- _Problem statement_
Pull out every line of the records below and copy each one word for word.

>> BEGIN Data records

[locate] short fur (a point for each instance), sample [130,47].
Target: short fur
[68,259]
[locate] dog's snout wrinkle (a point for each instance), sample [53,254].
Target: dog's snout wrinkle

>> END Data records

- _Written answer_
[locate] short fur (a point for each instance), sample [130,47].
Target: short fur
[68,259]
[locate] dog's snout wrinkle (a point for each instance), sample [53,254].
Target: dog's snout wrinkle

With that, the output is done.